SUPPLIED TEXT -
= Beginning of Section =

Cover artwork: Chalk Paths. Eric Ravilious (1903-1942)
Private Collection / Bridgeman Images
 

Other recordings available for download

The Dartington Piano Trio, Patrick Ireland (viola)

Reviews

‘Paul Watkins delivers lovely, fluent melodic lines in the Cello Sonata … the rarity here is the Violin Sonata … it comes across with impassioned climaxes from Marianne Thorsen and Ian Brown. There are authoritative notes from Paul Hindmarsh, and the Hyperion recorded quality is a dream’ (Gramophone)

‘A beautifully played and thoughtfully programmed disc … includes the superb Violin Sonata of 1932, for which rival versions are still few and far between … this is an example of Bridge's high maturity, chromatically expanded in tonality and simultaneously dense and subtle in its motivic working. Marianne Thorsen's interpretation with Ian Brown seems to me absolutely exemplary’ (BBC Music Magazine)

‘This Nash Ensemble programme identifies a master of chamber music and a composer of fearless individuality’ (The Daily Telegraph)

‘The Violin Sonata is a work of profound seriousness and the very fine performance by Marianne Thorsen and Ian Brown makes the strongest possible case for it … this new Nash Ensemble account [of the Phantasy Piano Quartet] is warm-hearted, imaginatively nuanced and revealing that Bridge's musical language always had a European rather than a specifically British flavour … this is a most eloquently and beautifully controlled performance [of the Cello Sonata] … in short, this is an uncommonly fine record of Bridge, superbly recorded and enhanced by Hindmarsh's authoritative notes’ (International Record Review)

= End of Section =

PROVIDED RECORDS -

= Beginning of Section =

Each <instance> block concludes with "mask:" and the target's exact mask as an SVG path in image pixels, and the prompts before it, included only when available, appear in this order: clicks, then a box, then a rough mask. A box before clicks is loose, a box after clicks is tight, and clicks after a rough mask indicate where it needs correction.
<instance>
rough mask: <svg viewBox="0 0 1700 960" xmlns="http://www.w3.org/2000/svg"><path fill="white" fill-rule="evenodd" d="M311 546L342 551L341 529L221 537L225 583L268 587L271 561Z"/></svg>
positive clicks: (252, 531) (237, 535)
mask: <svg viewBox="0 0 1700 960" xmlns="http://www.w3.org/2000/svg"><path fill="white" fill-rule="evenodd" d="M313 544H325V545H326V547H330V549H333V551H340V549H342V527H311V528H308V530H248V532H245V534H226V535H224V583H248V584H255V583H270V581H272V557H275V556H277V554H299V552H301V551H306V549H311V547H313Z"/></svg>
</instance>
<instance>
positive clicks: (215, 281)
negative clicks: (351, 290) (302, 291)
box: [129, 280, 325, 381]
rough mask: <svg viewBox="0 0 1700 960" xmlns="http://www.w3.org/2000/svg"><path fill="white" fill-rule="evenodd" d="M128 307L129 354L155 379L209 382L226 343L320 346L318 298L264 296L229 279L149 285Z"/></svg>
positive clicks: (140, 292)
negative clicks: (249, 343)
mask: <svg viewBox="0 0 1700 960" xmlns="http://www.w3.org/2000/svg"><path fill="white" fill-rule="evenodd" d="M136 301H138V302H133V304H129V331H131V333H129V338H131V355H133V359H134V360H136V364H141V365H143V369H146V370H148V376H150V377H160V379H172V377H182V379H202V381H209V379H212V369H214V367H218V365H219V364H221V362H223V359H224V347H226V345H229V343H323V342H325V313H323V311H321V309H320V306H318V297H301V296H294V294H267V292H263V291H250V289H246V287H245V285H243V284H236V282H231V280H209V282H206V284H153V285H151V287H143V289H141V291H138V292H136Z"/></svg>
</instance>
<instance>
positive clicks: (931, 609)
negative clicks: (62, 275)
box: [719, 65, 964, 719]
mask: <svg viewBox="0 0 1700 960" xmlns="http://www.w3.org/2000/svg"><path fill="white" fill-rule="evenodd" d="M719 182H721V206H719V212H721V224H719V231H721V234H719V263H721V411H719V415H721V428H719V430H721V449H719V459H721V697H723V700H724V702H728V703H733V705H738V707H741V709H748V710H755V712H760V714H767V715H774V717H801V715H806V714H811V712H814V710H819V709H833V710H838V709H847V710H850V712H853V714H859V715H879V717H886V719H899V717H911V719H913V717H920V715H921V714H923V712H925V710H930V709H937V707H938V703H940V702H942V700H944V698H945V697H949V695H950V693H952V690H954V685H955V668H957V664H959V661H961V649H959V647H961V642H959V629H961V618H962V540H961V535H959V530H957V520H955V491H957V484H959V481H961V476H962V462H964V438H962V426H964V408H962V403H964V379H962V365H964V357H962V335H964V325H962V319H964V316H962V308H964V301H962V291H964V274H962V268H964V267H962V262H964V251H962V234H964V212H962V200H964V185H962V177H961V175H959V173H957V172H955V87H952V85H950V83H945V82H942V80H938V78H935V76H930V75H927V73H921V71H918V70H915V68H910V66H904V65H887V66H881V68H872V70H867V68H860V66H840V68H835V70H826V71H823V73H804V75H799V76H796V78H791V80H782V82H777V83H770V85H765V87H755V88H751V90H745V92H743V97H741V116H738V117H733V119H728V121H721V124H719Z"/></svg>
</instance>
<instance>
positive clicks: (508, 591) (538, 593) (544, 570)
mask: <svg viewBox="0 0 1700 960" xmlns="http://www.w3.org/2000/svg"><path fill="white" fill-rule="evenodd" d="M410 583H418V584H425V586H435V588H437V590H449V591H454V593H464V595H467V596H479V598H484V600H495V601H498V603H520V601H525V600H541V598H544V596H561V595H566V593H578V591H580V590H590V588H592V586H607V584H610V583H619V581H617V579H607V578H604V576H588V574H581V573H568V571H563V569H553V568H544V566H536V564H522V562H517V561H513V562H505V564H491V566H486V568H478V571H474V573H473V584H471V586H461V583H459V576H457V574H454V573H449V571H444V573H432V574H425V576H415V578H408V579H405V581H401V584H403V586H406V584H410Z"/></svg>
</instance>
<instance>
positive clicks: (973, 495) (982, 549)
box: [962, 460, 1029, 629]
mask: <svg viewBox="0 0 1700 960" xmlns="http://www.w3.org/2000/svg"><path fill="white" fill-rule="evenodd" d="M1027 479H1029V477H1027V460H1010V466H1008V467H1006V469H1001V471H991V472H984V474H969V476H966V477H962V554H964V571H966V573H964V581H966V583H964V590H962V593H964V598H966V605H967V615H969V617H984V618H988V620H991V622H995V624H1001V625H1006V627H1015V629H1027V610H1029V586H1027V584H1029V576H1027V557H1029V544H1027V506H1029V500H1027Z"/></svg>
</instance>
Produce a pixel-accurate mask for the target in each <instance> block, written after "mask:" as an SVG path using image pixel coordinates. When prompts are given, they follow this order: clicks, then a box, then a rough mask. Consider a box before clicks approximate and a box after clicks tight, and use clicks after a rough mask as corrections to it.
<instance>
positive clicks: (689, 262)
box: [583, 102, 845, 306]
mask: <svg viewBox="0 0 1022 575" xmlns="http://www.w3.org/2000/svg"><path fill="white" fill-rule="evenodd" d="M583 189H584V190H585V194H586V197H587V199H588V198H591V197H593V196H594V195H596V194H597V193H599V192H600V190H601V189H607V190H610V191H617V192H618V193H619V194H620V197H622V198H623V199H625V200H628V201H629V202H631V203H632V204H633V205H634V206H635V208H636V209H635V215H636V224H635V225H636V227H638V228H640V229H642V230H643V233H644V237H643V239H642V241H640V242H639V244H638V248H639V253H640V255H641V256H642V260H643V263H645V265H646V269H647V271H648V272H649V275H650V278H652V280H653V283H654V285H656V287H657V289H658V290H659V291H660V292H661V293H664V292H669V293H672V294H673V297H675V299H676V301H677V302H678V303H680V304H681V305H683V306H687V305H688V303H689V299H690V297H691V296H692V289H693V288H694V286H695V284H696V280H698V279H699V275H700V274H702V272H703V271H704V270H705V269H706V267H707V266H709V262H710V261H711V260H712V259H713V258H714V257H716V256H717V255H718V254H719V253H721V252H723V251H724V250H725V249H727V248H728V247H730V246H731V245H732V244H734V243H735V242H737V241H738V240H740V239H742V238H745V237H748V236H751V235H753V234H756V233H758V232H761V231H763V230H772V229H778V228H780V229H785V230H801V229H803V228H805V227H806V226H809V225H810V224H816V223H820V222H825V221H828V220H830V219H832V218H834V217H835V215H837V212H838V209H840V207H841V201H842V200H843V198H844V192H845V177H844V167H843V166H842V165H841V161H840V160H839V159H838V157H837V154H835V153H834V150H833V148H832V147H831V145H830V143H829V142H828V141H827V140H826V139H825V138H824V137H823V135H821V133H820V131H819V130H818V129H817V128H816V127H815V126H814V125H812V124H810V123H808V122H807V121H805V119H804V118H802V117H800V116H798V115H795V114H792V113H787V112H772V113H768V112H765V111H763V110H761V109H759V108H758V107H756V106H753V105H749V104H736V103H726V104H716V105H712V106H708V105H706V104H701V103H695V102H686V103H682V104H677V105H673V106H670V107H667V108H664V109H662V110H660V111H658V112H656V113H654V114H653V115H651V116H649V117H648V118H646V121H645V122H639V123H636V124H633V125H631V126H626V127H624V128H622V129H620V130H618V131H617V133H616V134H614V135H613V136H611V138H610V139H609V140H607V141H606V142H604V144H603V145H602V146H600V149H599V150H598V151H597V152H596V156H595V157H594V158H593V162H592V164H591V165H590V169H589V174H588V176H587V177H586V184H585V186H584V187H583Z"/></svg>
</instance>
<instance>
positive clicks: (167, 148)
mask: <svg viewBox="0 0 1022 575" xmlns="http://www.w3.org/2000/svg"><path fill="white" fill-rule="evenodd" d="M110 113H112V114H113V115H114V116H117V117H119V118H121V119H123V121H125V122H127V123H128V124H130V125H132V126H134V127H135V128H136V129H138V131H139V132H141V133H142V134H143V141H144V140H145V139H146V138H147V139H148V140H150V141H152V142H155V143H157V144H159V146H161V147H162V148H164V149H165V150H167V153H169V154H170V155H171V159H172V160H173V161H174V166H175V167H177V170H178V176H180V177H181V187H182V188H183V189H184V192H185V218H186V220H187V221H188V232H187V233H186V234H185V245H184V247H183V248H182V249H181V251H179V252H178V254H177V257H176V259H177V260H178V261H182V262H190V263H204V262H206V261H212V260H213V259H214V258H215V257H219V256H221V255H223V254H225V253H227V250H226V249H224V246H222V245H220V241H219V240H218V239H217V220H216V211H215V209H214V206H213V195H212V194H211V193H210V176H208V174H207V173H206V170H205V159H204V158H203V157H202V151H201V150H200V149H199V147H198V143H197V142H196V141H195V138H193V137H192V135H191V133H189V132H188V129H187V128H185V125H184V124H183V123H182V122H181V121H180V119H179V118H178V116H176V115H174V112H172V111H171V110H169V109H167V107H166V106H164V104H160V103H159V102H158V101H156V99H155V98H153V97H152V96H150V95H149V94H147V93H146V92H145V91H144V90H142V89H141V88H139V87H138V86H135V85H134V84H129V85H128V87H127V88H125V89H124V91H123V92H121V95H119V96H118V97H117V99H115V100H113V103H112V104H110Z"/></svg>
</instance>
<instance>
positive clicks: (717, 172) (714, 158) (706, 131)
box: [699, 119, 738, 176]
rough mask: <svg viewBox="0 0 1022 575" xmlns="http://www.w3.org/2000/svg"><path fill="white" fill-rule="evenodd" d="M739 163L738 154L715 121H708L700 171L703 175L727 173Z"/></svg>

= End of Section =

EXERCISE TASKS -
#1 According to the BBC Music Magazine review in the Bridge reviews, what features of the 1932 Violin Sonata make it an example of Bridge's high maturity?
#2 In the Bridge reviews, who wrote the notes that accompany the disc?
#3 Summarize the Bridge reviews in two sentences.

EXPECTED RESULTS -
#1 The review says the sonata is chromatically expanded in tonality. It also says the sonata is at once dense and subtle in its motivic working.

#2 Paul Hindmarsh.

#3 Gramophone, BBC Music Magazine and International Record Review praise the performances on the disc, especially Marianne Thorsen and Ian Brown's account of the rarely recorded Violin Sonata and Paul Watkins's playing of the Cello Sonata, and they commend Paul Hindmarsh's authoritative notes and the recorded sound. The Daily Telegraph says the Nash Ensemble program shows Bridge as a master of chamber music and a composer of fearless individuality, while International Record Review finds that the Nash Ensemble's Phantasy Piano Quartet reveals the European flavor of his musical language.